- **Exercise**
Set out as a numbered list the lines of the material below that run from the line holding "Where can the pavement" through the line holding "<point>17,78</point>", both included. Include no other lines, and leave out any blank ones.

- **Material for this task**
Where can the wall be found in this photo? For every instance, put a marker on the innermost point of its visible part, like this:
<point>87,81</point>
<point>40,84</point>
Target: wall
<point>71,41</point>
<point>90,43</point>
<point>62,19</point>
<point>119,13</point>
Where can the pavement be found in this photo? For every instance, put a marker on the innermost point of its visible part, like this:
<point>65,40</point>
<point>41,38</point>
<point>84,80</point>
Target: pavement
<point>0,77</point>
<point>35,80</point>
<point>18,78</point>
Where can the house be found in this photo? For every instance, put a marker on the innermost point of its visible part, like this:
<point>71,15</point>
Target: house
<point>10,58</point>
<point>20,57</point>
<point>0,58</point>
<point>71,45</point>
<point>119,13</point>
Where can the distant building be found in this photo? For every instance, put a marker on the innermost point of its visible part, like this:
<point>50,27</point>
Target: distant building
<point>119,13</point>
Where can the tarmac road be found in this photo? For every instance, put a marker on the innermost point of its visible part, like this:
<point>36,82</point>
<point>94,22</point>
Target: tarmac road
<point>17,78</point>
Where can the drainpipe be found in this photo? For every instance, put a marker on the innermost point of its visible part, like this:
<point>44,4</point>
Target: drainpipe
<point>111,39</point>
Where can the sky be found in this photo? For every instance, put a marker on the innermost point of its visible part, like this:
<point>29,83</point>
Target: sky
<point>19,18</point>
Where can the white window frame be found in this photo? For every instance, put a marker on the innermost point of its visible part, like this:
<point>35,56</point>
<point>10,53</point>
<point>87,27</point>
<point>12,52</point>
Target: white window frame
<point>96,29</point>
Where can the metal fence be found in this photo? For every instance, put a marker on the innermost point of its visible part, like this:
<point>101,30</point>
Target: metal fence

- **Solution for this exercise**
1. Where can the pavement be found in this photo? For every instance, put a marker on the innermost point of its visible part, like this:
2. <point>65,40</point>
3. <point>41,38</point>
4. <point>84,80</point>
5. Target: pavement
6. <point>0,77</point>
7. <point>35,80</point>
8. <point>18,78</point>
9. Where can the house be found in this photo? For every instance, put a marker on the innermost point of its visible part, like this:
10. <point>71,15</point>
11. Target: house
12. <point>10,58</point>
13. <point>20,57</point>
14. <point>0,58</point>
15. <point>71,45</point>
16. <point>119,13</point>
17. Where can the distant building be found in this photo? For every instance, put a marker on the innermost point of its visible part, like this:
18. <point>50,27</point>
19. Target: distant building
20. <point>119,13</point>
21. Where can the tarmac road be found in this photo? For every instance, put a marker on the innermost point of its visible part, like this:
22. <point>36,82</point>
23. <point>94,22</point>
24. Target: tarmac road
25. <point>17,78</point>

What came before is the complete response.